--- begin Data supplied ---
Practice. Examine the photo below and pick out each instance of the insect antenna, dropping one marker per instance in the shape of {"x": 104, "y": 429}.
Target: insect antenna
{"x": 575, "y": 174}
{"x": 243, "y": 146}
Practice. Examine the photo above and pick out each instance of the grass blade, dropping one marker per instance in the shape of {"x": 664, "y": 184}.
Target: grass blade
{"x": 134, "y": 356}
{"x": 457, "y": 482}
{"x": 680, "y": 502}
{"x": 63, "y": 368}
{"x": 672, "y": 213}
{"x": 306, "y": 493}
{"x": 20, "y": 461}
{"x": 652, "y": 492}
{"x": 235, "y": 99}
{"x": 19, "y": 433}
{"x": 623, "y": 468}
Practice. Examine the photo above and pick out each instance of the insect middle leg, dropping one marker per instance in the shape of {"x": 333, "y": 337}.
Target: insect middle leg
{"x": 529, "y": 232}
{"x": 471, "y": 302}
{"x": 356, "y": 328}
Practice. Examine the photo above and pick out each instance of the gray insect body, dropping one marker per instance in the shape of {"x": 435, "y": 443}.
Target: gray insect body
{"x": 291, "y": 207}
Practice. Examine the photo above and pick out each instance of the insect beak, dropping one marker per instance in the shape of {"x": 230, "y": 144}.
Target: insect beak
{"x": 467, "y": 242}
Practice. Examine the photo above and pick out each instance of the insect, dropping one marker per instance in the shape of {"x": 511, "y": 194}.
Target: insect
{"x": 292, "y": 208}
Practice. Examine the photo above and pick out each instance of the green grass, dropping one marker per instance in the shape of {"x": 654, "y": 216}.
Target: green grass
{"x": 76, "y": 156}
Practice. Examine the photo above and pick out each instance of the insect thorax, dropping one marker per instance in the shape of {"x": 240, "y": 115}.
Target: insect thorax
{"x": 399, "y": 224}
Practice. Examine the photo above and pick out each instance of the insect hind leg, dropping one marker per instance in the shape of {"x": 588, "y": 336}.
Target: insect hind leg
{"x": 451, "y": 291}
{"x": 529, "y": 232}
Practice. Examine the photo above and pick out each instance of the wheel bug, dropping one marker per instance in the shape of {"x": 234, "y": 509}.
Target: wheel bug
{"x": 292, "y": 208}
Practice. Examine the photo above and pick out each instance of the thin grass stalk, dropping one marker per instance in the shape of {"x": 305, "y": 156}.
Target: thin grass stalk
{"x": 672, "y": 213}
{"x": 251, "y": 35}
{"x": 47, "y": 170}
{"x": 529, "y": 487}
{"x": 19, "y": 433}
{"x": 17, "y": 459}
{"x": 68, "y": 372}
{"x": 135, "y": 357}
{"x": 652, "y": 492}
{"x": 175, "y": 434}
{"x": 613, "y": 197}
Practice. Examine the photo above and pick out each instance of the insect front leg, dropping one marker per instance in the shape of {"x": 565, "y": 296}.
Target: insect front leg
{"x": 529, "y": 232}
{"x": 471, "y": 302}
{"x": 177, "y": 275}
--- end Data supplied ---
=== Task prompt ===
Everything from the line that contains "of the gray" through the end of the records must be duplicated exactly, and nothing outside that range.

=== Exercise answer ===
Practice. Examine the photo above and pick out each instance of the gray insect body, dropping one marker per instance in the shape of {"x": 435, "y": 443}.
Target: gray insect body
{"x": 291, "y": 207}
Practice. Examine the photo above and pick out each instance of the insect beak, dropping one marker per instance in the shape of {"x": 230, "y": 144}.
Target: insect beak
{"x": 467, "y": 242}
Practice. Examine the photo above and pick out each instance of the insect, dropping one marker per instance in the shape of {"x": 511, "y": 194}.
Target: insect
{"x": 292, "y": 208}
Practice. Examine the photo above and pick out each instance of the green grass, dropping one marker per instance in the shape of {"x": 654, "y": 216}.
Target: green grass
{"x": 76, "y": 156}
Practice. Examine the photo above and pick out each instance of the insect thorax, dropping one marker per instance in the shape of {"x": 240, "y": 115}.
Target: insect thorax
{"x": 399, "y": 224}
Practice. Examine the photo above and pick out each instance of the insect hind leg, dropping one marker per instance in the shape of {"x": 588, "y": 336}.
Target: insect hind leg
{"x": 451, "y": 291}
{"x": 529, "y": 232}
Practice. Examine the photo above and pick out each instance of the wheel bug, dropping one marker per instance in the shape of {"x": 234, "y": 509}.
Target: wheel bug
{"x": 292, "y": 208}
Practice. Examine the photo above and pick out each instance of the thin grass stalk, dropping one marker per instance in the shape of {"x": 305, "y": 156}.
Target: thin grass stalk
{"x": 672, "y": 213}
{"x": 251, "y": 35}
{"x": 47, "y": 170}
{"x": 529, "y": 487}
{"x": 19, "y": 433}
{"x": 17, "y": 459}
{"x": 68, "y": 372}
{"x": 135, "y": 357}
{"x": 652, "y": 492}
{"x": 175, "y": 434}
{"x": 613, "y": 197}
Practice. Examine the photo above and pick out each instance of the insect front leg, dropping one marker per instance in the shape of {"x": 565, "y": 296}.
Target: insect front leg
{"x": 529, "y": 232}
{"x": 471, "y": 302}
{"x": 177, "y": 275}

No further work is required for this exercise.